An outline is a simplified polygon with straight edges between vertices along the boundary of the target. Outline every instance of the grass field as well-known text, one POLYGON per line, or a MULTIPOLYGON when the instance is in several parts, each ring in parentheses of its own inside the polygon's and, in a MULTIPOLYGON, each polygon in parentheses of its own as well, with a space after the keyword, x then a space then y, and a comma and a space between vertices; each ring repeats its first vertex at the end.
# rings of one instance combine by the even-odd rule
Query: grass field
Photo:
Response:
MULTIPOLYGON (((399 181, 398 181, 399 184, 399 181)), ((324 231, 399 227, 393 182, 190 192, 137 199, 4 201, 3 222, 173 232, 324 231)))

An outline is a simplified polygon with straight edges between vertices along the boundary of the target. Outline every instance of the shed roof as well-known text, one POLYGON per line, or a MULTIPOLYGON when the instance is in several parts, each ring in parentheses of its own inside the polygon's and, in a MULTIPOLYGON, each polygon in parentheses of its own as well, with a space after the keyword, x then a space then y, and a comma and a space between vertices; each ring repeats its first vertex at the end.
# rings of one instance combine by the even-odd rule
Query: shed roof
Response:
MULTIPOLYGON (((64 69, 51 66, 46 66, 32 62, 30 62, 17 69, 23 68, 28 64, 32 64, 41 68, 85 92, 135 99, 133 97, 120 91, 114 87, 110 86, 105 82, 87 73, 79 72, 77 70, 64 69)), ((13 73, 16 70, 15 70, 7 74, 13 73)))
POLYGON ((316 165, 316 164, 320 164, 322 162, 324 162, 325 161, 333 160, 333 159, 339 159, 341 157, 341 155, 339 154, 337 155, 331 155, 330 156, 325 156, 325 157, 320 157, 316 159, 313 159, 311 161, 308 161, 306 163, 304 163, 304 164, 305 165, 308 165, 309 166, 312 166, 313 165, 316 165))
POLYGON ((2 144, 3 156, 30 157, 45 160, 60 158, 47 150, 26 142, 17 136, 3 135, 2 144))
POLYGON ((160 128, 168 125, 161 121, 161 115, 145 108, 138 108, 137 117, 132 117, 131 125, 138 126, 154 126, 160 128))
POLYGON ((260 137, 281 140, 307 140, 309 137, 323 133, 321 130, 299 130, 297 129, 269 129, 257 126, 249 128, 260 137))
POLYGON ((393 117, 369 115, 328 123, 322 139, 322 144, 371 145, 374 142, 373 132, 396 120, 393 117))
══════════
Lay out the entries from their first line through the line containing "MULTIPOLYGON (((399 181, 398" as a Markdown table with the columns Number and Line, one line per row and blank lines left out.

EXERCISE OUTPUT:
| Number | Line |
|---|---|
| 1 | An outline is a simplified polygon with straight edges between vertices along the boundary of the target. Outline every instance of the grass field as well-known text, one POLYGON per line, or a MULTIPOLYGON when the instance is in several parts, each ring in parentheses of its own inside the polygon's and, in a MULTIPOLYGON, each polygon in parentheses of its own as well, with a space after the keyword, x then a space then y, and a comma and a space between vertices; each ring repeats its first vertex at the end. |
| 2 | # rings of one instance combine by the even-odd rule |
| 3 | Query: grass field |
| 4 | Photo: |
| 5 | Response: |
| 6 | MULTIPOLYGON (((399 181, 398 181, 399 184, 399 181)), ((324 231, 399 227, 393 182, 190 192, 137 199, 4 201, 3 222, 173 232, 324 231))) |